**EXERCISE PASSAGE:**
· · · · · · ·
CRO

Post-Pfizer Icagen pairs up with Aptuit for drug discovery

Icagen CEO Richie Cunningham

Months removed from a Pfizer ($PFE) spinout, biopharma service provider Icagen signed a deal with Aptuit to collaborate on early-stage research, planning to co-marketing services to drugmakers.

Under the agreement, Aptuit's clients get access to Icagen's assays designed to speed the discovery and development of treatments that modulate the body's ion channels and transporters. In exchange, Icagen's customers can tap Aptuit's services in early-stage research, including medicinal chemistry and pharmacokinetics. Neither side disclosed financial details.

"Icagen's ultimate goal is to reduce the time and cost of bringing ion channel and transporter drug candidates to market for our clients," CEO Richie Cunningham said in a statement. "Aptuit's world-leading expertise in integrated drug discovery we believe will increase Icagen's ability to efficiently advance our clients' drug candidates through pre-clinical development."

Icagen is setting out on its own after Pfizer's decision last year to spin the company out. In July, Icagen merged with a Cambridge, MA, service provider called XRPro Sciences, absorbing that company's x-ray fluorescence technology and hanging onto its ion channel platform. Pfizer acquired Icagen in 2011 in a $50 million deal.

Icagen Chairman Tim Tyson is the former CEO of Aptuit, presiding over the sale of the company's packaging business before stepping down in 2012.
· · · · · · ·
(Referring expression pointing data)
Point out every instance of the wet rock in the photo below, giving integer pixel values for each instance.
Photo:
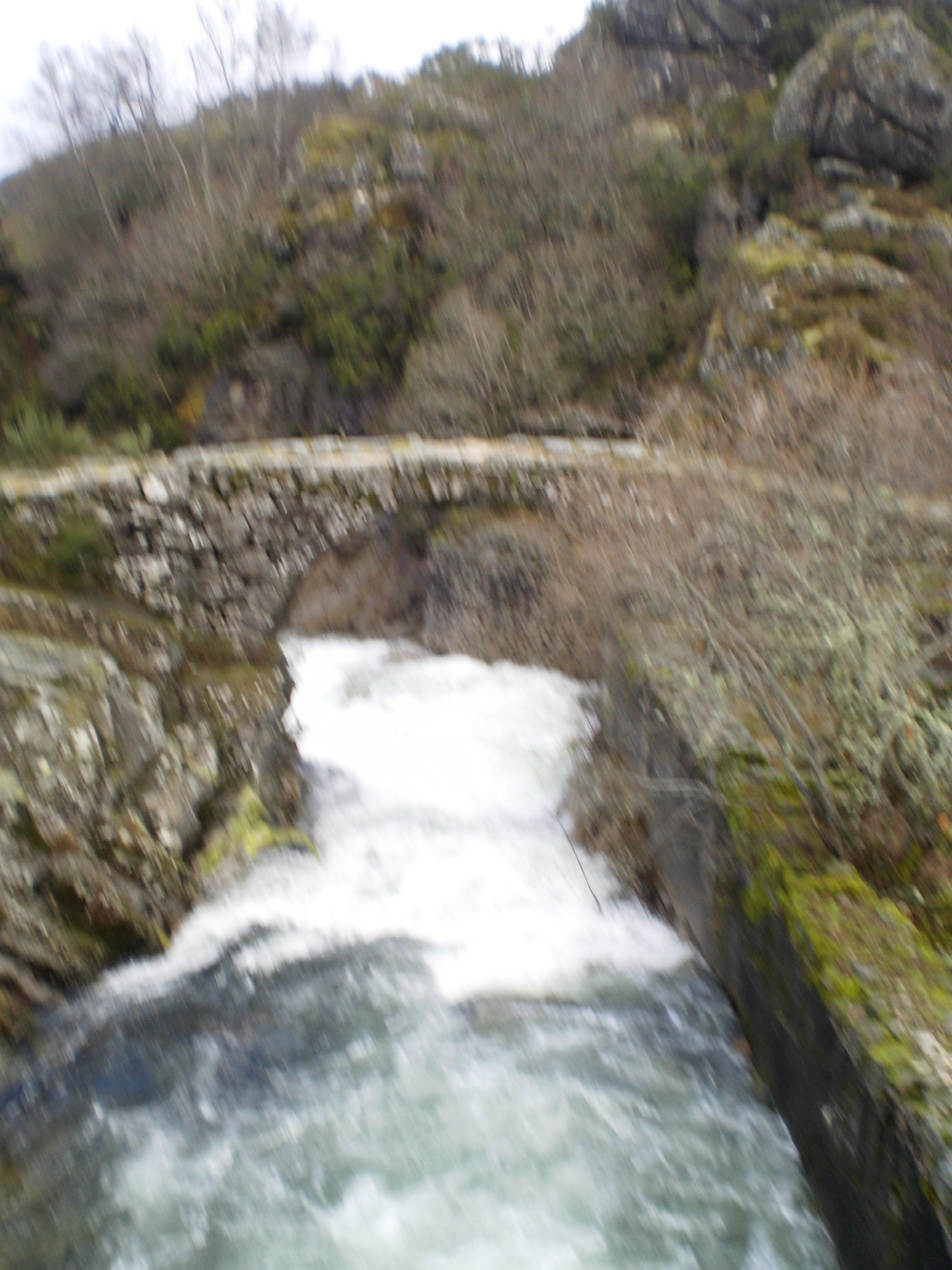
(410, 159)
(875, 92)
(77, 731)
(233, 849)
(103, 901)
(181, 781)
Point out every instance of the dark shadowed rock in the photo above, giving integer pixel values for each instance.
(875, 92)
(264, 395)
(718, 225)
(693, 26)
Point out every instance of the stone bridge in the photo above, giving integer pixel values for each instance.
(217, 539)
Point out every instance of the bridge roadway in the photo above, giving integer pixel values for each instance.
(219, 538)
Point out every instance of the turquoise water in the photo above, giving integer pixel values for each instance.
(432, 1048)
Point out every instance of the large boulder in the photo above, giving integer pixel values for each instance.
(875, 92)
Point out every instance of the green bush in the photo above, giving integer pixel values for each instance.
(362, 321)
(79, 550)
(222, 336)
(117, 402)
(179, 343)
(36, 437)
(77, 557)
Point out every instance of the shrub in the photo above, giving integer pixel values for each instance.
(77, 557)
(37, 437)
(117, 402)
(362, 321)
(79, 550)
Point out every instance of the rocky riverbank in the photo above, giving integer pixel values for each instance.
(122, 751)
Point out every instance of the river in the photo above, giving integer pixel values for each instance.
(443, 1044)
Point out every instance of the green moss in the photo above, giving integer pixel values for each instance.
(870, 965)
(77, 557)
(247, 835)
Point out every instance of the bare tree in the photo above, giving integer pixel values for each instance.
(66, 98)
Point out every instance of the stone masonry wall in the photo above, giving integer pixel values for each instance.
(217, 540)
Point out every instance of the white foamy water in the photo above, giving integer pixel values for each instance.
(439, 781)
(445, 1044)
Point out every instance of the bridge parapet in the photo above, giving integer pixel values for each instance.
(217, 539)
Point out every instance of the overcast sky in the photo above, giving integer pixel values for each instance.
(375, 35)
· · · · · · ·
**DIRECTIONS:** Summarize the article about Icagen and Aptuit in three sentences. The items have no connection to the article.

**ANSWER FOR THE TASK:** Months after being spun out of Pfizer, the biopharma service provider Icagen signed a deal with Aptuit to collaborate on early-stage research. Aptuit's clients gain access to Icagen's assays for treatments that modulate ion channels and transporters, while Icagen's customers can use Aptuit's early-stage research services, including medicinal chemistry and pharmacokinetics. Neither side disclosed financial details.